====== Data lines ======

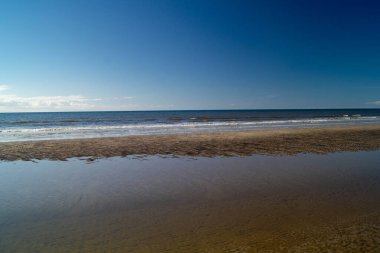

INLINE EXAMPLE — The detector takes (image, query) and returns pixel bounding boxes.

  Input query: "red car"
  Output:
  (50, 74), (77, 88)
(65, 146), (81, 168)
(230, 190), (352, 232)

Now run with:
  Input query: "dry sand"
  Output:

======

*Task to complete*: Reproduce the material above with every instance of "query" swapped for "prompt" and nothing else altered. Omit the pictures from your answer.

*Task response*:
INLINE EXAMPLE — The detector takes (image, prompt) and returns pixel bounding boxes.

  Input prompt: "red car"
  Output:
  (50, 74), (77, 88)
(65, 146), (81, 168)
(230, 190), (352, 232)

Now run with:
  Input prompt: "dry sand"
  Output:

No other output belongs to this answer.